Writer, editor, and director John-Michael Powell just wrapped production on his first feature film, The Send-Off, which premiered this April at The Cinequest Film Festival. In an exclusive interview, we spoke with John-Michael about his favorite scene from the film and how made it come to life.
PH: Which scene was your favorite to work on in The Send-Off?
John-Michael Powell: They were all fun to work on. And I’m not just saying that. Truly. We were very fortunate in that we didn’t have any nightmare roadblocks during production. Not one. That’s a testament to the crew, the cast, and our amazing producer Undine Buka. She’s Latvian, so you know she means business. She kept our eyes on the prize throughout production, which helped free up every day to be fun and exciting creatively scene to scene.
Alongside that, this film centers on a Hollywood house party. Our energy on set felt very much like what you’d expect of a get-together with friends in that it was light and laid back. I know that’s not what you usually get on a production, but that was how it felt on this one for me. And not that you can lump cast and crew into introverts or extroverts, but I think because our cast was also almost as many as our crew — the party personalities on set balanced out the work personalities. I very much enjoyed the entire production and working with everyone on this film. They’re all family to me now. That said, my favorite scene actually ended up being the dance sequence.
PH: Describe this scene and its significance to the rest of The Send-Off.
John-Michael Powell: Well, I don’t want to give too much away, but the dance sequence in this film can hit people in one of two ways: utterly baffling or utterly cathartic. Whichever way you lean, I think both camps will think it’s off its rocker in an unforgettable way, given the context of the rest of the film.
From a narrative standpoint, it’s a scene that really is meant to poke holes in anyone taking Hollywood too seriously as an institution. That’s really what this film is about. It’s about our propensity as a business to deify the lights and big names on all those big screens (and small), while ignoring the real flaws of the business behind the curtains. We originally had a much more dramatically grounded scene here, and Undine rightly said, “we’ve earned the right to go left when everyone expects us or might even want us to go straight.” I immediately knew she was right. This film is not about doing anything safe. We really took some swings, and the dance sequence is probably our biggest swing of all.
PH: What tools, plugins, or instruments did you use in your production of this scene?
John-Michael Powell: We shot the bulk of the film on the Alexa Amira. At one point, it was going to be a Mini, but my good friend Martim Vian, a very skilled cinematographer in his own right, was kind of enough to let us rent the Amira he owned for the price of a meal. He was also kind enough to let us take out his set of Cooke Speed Panchros. There was one scene we shot on a Sony Venice with Angénieux glass that was a creative choice to mimic the look of Sam Jones’s show Off Camera, but 95% of the film is the Amira/Cooke combo.

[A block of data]
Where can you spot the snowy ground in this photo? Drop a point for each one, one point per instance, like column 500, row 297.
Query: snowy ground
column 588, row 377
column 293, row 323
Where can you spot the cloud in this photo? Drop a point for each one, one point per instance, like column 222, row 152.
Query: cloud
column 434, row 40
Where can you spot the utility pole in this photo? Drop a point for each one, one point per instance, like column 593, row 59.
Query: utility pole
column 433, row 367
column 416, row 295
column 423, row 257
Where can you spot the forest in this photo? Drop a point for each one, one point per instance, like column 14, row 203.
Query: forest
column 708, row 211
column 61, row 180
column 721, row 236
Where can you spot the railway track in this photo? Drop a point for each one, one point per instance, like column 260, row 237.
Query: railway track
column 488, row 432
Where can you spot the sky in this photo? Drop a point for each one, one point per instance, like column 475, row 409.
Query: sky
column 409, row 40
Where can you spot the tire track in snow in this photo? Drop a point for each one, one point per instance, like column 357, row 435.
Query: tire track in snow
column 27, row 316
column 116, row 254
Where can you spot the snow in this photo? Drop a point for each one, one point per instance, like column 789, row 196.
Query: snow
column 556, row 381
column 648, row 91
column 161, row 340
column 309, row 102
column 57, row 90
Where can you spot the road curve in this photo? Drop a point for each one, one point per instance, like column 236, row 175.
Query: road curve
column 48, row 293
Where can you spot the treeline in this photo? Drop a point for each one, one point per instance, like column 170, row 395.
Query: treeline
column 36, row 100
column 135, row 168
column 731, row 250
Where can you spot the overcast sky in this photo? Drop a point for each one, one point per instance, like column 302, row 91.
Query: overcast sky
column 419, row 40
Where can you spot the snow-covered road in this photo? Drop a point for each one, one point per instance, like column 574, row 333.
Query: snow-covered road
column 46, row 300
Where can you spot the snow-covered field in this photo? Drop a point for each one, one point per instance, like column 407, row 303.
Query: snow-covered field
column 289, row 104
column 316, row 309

WORK INSTRUCTIONS:
Could you repeat, word for word, everything in the interview from "John-Michael Powell: Well, I" down to "of the film."? The items play no part in what comes next.

EXERCISE RESPONSE:
John-Michael Powell: Well, I don’t want to give too much away, but the dance sequence in this film can hit people in one of two ways: utterly baffling or utterly cathartic. Whichever way you lean, I think both camps will think it’s off its rocker in an unforgettable way, given the context of the rest of the film.